> [DATA IN THIS EXERCISE]:
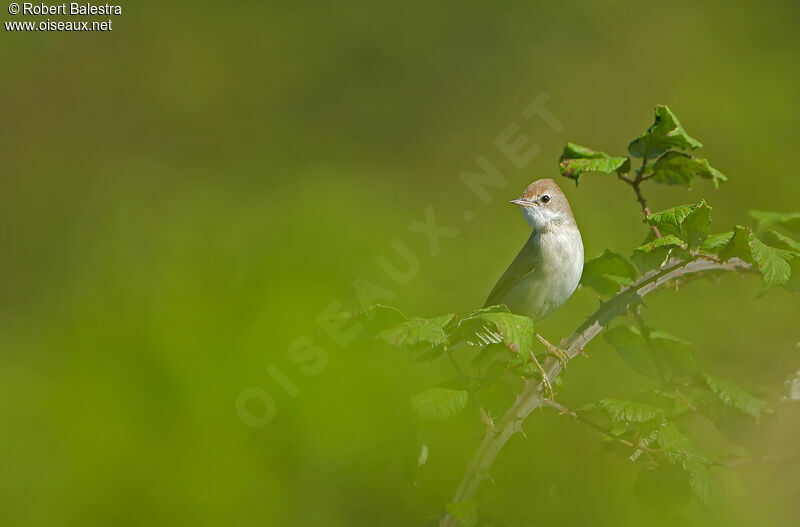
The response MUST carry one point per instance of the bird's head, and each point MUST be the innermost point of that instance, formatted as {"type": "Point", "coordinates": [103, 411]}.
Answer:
{"type": "Point", "coordinates": [544, 205]}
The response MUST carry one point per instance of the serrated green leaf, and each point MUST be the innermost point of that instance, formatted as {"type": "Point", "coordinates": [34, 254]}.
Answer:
{"type": "Point", "coordinates": [656, 253]}
{"type": "Point", "coordinates": [627, 411]}
{"type": "Point", "coordinates": [690, 223]}
{"type": "Point", "coordinates": [497, 324]}
{"type": "Point", "coordinates": [418, 330]}
{"type": "Point", "coordinates": [465, 513]}
{"type": "Point", "coordinates": [735, 396]}
{"type": "Point", "coordinates": [665, 134]}
{"type": "Point", "coordinates": [777, 266]}
{"type": "Point", "coordinates": [675, 168]}
{"type": "Point", "coordinates": [716, 242]}
{"type": "Point", "coordinates": [633, 350]}
{"type": "Point", "coordinates": [675, 446]}
{"type": "Point", "coordinates": [577, 160]}
{"type": "Point", "coordinates": [607, 272]}
{"type": "Point", "coordinates": [738, 245]}
{"type": "Point", "coordinates": [788, 220]}
{"type": "Point", "coordinates": [773, 264]}
{"type": "Point", "coordinates": [438, 403]}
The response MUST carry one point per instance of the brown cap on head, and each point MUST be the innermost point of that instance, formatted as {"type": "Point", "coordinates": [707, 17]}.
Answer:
{"type": "Point", "coordinates": [545, 193]}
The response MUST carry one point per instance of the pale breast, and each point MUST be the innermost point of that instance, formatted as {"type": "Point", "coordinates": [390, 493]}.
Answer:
{"type": "Point", "coordinates": [556, 277]}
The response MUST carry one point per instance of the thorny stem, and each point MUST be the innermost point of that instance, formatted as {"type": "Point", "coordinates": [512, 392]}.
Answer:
{"type": "Point", "coordinates": [531, 396]}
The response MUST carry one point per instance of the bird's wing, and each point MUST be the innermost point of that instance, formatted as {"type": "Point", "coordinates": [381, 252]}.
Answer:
{"type": "Point", "coordinates": [525, 263]}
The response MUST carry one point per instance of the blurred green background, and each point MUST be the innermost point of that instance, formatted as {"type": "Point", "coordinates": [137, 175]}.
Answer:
{"type": "Point", "coordinates": [183, 196]}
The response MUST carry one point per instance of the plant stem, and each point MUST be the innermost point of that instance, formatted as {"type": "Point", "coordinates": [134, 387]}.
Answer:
{"type": "Point", "coordinates": [581, 419]}
{"type": "Point", "coordinates": [635, 184]}
{"type": "Point", "coordinates": [531, 396]}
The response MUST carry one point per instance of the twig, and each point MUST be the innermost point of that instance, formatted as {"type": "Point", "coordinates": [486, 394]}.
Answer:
{"type": "Point", "coordinates": [635, 184]}
{"type": "Point", "coordinates": [588, 422]}
{"type": "Point", "coordinates": [531, 396]}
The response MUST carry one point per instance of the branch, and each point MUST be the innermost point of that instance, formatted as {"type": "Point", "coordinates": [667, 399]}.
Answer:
{"type": "Point", "coordinates": [563, 410]}
{"type": "Point", "coordinates": [531, 396]}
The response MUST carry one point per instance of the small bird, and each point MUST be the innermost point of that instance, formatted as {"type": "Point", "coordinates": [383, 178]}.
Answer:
{"type": "Point", "coordinates": [548, 268]}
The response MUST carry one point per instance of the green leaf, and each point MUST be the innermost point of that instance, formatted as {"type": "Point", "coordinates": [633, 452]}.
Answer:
{"type": "Point", "coordinates": [577, 160]}
{"type": "Point", "coordinates": [465, 513]}
{"type": "Point", "coordinates": [688, 222]}
{"type": "Point", "coordinates": [738, 245]}
{"type": "Point", "coordinates": [716, 242]}
{"type": "Point", "coordinates": [497, 324]}
{"type": "Point", "coordinates": [665, 133]}
{"type": "Point", "coordinates": [607, 272]}
{"type": "Point", "coordinates": [675, 446]}
{"type": "Point", "coordinates": [773, 264]}
{"type": "Point", "coordinates": [627, 411]}
{"type": "Point", "coordinates": [438, 403]}
{"type": "Point", "coordinates": [418, 330]}
{"type": "Point", "coordinates": [675, 168]}
{"type": "Point", "coordinates": [657, 252]}
{"type": "Point", "coordinates": [788, 220]}
{"type": "Point", "coordinates": [633, 350]}
{"type": "Point", "coordinates": [735, 396]}
{"type": "Point", "coordinates": [777, 266]}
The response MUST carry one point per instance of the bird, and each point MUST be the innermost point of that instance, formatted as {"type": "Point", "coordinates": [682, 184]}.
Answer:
{"type": "Point", "coordinates": [549, 266]}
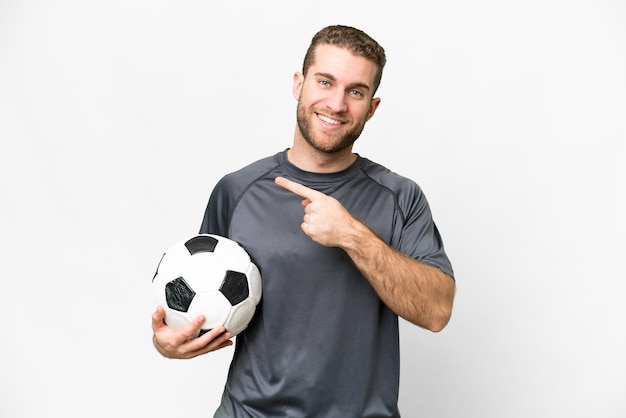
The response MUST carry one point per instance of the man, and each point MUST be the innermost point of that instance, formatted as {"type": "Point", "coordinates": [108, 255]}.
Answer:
{"type": "Point", "coordinates": [344, 247]}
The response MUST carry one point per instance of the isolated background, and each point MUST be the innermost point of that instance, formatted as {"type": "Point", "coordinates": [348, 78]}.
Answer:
{"type": "Point", "coordinates": [118, 117]}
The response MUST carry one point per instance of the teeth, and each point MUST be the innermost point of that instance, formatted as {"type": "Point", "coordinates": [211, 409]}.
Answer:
{"type": "Point", "coordinates": [329, 120]}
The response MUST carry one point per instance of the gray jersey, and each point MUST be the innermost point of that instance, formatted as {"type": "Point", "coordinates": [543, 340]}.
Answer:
{"type": "Point", "coordinates": [322, 343]}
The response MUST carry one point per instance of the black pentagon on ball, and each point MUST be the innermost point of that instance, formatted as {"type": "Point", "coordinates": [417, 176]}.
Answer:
{"type": "Point", "coordinates": [235, 287]}
{"type": "Point", "coordinates": [179, 295]}
{"type": "Point", "coordinates": [201, 244]}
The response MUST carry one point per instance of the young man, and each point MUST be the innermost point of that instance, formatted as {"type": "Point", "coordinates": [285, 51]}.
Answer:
{"type": "Point", "coordinates": [344, 247]}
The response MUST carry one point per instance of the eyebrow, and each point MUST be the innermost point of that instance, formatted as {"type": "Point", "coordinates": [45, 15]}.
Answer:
{"type": "Point", "coordinates": [351, 86]}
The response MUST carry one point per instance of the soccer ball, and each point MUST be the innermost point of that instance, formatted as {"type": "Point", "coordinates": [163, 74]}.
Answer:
{"type": "Point", "coordinates": [210, 275]}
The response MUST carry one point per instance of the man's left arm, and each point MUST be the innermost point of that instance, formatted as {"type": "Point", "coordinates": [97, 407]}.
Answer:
{"type": "Point", "coordinates": [418, 292]}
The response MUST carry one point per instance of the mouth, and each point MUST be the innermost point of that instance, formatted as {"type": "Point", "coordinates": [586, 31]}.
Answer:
{"type": "Point", "coordinates": [328, 120]}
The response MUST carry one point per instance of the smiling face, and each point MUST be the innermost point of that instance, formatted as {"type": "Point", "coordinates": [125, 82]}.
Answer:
{"type": "Point", "coordinates": [334, 99]}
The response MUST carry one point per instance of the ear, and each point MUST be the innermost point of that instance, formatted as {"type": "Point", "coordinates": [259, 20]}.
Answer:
{"type": "Point", "coordinates": [373, 106]}
{"type": "Point", "coordinates": [298, 80]}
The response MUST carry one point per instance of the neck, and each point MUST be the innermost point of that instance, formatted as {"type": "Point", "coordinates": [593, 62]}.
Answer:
{"type": "Point", "coordinates": [315, 161]}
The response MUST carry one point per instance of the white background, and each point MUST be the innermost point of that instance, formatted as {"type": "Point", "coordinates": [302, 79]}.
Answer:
{"type": "Point", "coordinates": [118, 117]}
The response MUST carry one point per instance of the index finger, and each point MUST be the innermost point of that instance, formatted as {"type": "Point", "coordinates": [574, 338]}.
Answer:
{"type": "Point", "coordinates": [296, 188]}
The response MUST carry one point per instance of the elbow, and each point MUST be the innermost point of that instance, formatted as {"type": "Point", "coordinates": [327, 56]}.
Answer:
{"type": "Point", "coordinates": [439, 321]}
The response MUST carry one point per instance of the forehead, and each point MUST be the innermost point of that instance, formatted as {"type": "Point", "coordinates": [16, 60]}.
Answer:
{"type": "Point", "coordinates": [343, 65]}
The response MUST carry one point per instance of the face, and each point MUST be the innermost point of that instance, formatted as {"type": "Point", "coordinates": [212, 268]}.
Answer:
{"type": "Point", "coordinates": [335, 99]}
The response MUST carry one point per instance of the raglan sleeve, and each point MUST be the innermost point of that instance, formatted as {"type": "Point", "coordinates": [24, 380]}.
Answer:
{"type": "Point", "coordinates": [420, 238]}
{"type": "Point", "coordinates": [216, 214]}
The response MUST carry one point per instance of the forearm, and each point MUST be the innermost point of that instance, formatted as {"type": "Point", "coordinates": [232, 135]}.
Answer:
{"type": "Point", "coordinates": [418, 292]}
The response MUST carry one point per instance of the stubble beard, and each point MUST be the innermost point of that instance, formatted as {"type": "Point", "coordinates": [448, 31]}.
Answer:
{"type": "Point", "coordinates": [340, 143]}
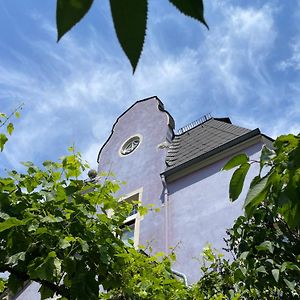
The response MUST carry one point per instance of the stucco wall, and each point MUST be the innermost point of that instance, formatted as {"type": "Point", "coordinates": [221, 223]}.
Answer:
{"type": "Point", "coordinates": [142, 168]}
{"type": "Point", "coordinates": [200, 212]}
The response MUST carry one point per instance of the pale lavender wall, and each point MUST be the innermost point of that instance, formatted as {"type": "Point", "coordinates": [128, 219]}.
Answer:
{"type": "Point", "coordinates": [200, 212]}
{"type": "Point", "coordinates": [142, 168]}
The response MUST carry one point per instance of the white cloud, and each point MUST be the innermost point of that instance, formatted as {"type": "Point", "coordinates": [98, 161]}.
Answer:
{"type": "Point", "coordinates": [74, 91]}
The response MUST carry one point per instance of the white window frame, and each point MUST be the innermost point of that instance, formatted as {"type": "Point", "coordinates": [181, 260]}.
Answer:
{"type": "Point", "coordinates": [137, 217]}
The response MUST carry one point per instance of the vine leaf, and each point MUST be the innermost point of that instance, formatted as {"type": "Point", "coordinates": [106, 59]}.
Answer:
{"type": "Point", "coordinates": [130, 21]}
{"type": "Point", "coordinates": [237, 181]}
{"type": "Point", "coordinates": [191, 8]}
{"type": "Point", "coordinates": [236, 161]}
{"type": "Point", "coordinates": [69, 13]}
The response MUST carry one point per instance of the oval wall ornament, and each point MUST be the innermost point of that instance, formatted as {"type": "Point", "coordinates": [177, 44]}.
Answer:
{"type": "Point", "coordinates": [130, 145]}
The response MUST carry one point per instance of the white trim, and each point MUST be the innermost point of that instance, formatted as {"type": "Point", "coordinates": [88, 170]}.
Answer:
{"type": "Point", "coordinates": [137, 217]}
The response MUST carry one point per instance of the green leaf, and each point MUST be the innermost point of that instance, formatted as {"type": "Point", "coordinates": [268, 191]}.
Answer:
{"type": "Point", "coordinates": [130, 19]}
{"type": "Point", "coordinates": [256, 194]}
{"type": "Point", "coordinates": [3, 140]}
{"type": "Point", "coordinates": [10, 128]}
{"type": "Point", "coordinates": [68, 13]}
{"type": "Point", "coordinates": [16, 257]}
{"type": "Point", "coordinates": [236, 161]}
{"type": "Point", "coordinates": [9, 223]}
{"type": "Point", "coordinates": [45, 269]}
{"type": "Point", "coordinates": [14, 283]}
{"type": "Point", "coordinates": [290, 284]}
{"type": "Point", "coordinates": [265, 246]}
{"type": "Point", "coordinates": [191, 8]}
{"type": "Point", "coordinates": [275, 273]}
{"type": "Point", "coordinates": [46, 293]}
{"type": "Point", "coordinates": [2, 285]}
{"type": "Point", "coordinates": [237, 181]}
{"type": "Point", "coordinates": [261, 269]}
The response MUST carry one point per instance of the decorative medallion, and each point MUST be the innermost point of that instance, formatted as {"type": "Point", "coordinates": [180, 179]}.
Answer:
{"type": "Point", "coordinates": [130, 145]}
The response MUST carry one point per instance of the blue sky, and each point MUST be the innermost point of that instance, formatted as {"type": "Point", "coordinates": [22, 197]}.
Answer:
{"type": "Point", "coordinates": [245, 67]}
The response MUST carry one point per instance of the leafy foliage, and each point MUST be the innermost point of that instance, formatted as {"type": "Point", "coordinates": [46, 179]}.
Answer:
{"type": "Point", "coordinates": [265, 243]}
{"type": "Point", "coordinates": [129, 17]}
{"type": "Point", "coordinates": [68, 13]}
{"type": "Point", "coordinates": [9, 127]}
{"type": "Point", "coordinates": [64, 232]}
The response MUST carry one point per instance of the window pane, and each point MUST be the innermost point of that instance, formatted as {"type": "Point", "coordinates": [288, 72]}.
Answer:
{"type": "Point", "coordinates": [128, 233]}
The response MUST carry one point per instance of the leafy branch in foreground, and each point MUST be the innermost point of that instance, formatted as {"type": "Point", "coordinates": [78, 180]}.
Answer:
{"type": "Point", "coordinates": [129, 18]}
{"type": "Point", "coordinates": [4, 122]}
{"type": "Point", "coordinates": [64, 233]}
{"type": "Point", "coordinates": [265, 243]}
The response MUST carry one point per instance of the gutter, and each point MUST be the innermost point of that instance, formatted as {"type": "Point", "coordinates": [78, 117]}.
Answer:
{"type": "Point", "coordinates": [166, 212]}
{"type": "Point", "coordinates": [215, 151]}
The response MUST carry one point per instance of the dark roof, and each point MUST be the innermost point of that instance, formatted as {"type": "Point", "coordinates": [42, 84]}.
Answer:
{"type": "Point", "coordinates": [202, 139]}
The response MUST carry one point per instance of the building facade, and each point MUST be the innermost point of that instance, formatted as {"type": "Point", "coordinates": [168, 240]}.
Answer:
{"type": "Point", "coordinates": [178, 173]}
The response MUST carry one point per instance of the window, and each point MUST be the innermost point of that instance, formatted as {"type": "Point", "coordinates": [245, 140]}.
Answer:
{"type": "Point", "coordinates": [131, 226]}
{"type": "Point", "coordinates": [130, 145]}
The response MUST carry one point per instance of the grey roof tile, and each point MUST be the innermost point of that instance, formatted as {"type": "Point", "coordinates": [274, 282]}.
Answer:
{"type": "Point", "coordinates": [201, 139]}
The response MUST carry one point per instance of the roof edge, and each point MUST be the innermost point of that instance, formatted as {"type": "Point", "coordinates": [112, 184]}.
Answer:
{"type": "Point", "coordinates": [160, 107]}
{"type": "Point", "coordinates": [215, 151]}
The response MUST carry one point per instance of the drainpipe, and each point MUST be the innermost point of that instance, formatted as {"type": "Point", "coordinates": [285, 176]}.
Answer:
{"type": "Point", "coordinates": [166, 205]}
{"type": "Point", "coordinates": [166, 233]}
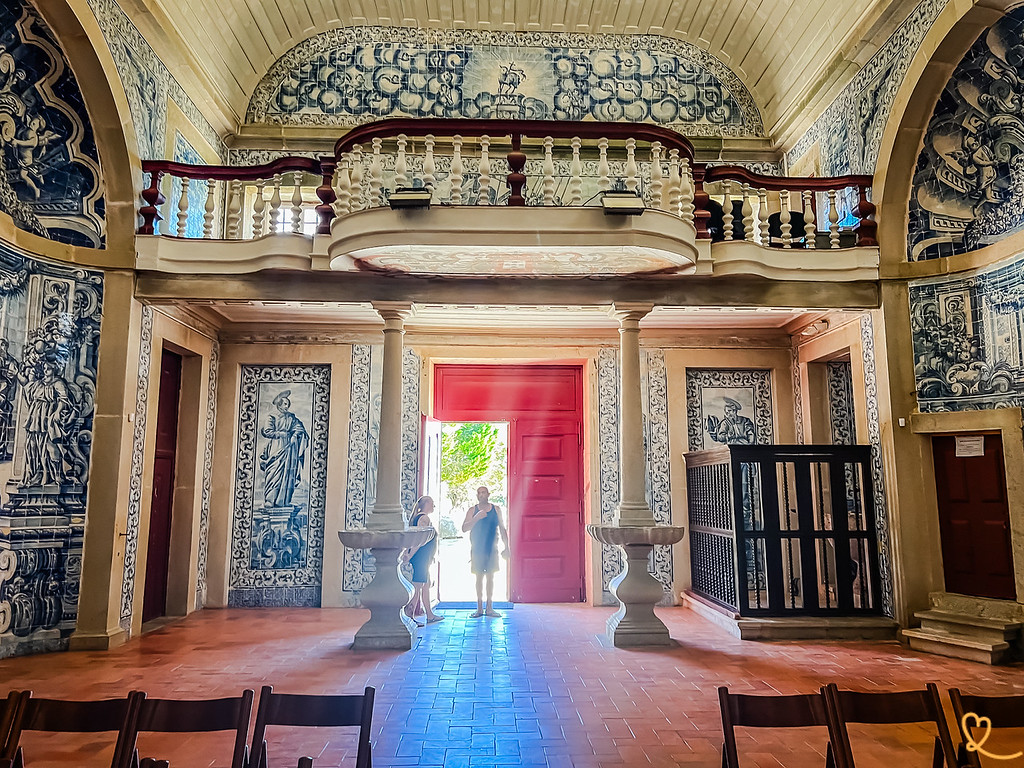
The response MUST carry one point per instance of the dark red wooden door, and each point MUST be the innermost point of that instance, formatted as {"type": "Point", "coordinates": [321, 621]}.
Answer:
{"type": "Point", "coordinates": [974, 519]}
{"type": "Point", "coordinates": [159, 548]}
{"type": "Point", "coordinates": [544, 406]}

> [WHAT YOU HAVE TO DO]:
Output an exact copy of the lines from the one with "the gutter, and" through the closing line of the records, inclusive, without any images.

> [RESPONSE TO THE EXERCISE]:
The response MUST carry one point per instance of the gutter, and each point MUST be the innermost point of that instance, formatted as {"type": "Point", "coordinates": [78, 117]}.
Answer:
{"type": "Point", "coordinates": [166, 212]}
{"type": "Point", "coordinates": [215, 151]}
The response MUST carry one point per instance of the dark roof, and each point MUST be the innermost point of that instance, formatted as {"type": "Point", "coordinates": [42, 84]}.
Answer:
{"type": "Point", "coordinates": [202, 139]}
The response MUST carry one point per instance of the building facade, and each point MUST be the innermost point of that instance, formatted as {"type": "Point", "coordinates": [168, 240]}.
Answer:
{"type": "Point", "coordinates": [178, 173]}
The response MUST carry one point per instance of the window, and each point MUST be the innermost point of that instance, formatted as {"type": "Point", "coordinates": [245, 140]}.
Answer:
{"type": "Point", "coordinates": [131, 226]}
{"type": "Point", "coordinates": [130, 145]}
The response MUST carry one point per instance of the grey roof tile, and each point MUST be the innermost point of that instance, formatted as {"type": "Point", "coordinates": [274, 282]}.
Answer:
{"type": "Point", "coordinates": [201, 139]}
The response MUST carry one point per instance of the roof edge, and each point MUST be the innermost point of that instance, formatted as {"type": "Point", "coordinates": [112, 184]}.
Answer:
{"type": "Point", "coordinates": [160, 107]}
{"type": "Point", "coordinates": [215, 151]}
The response MUST carry one point per instance of the drainpipe, and each point MUST be the innermost point of that instance, formatted as {"type": "Point", "coordinates": [285, 176]}.
Answer:
{"type": "Point", "coordinates": [166, 205]}
{"type": "Point", "coordinates": [166, 233]}
The response MUST carry one point per instance of the dark red wooden door, and each point MUST be the innermost point of that instance, formatted as {"type": "Point", "coordinates": [321, 621]}.
Answer:
{"type": "Point", "coordinates": [974, 519]}
{"type": "Point", "coordinates": [159, 548]}
{"type": "Point", "coordinates": [544, 406]}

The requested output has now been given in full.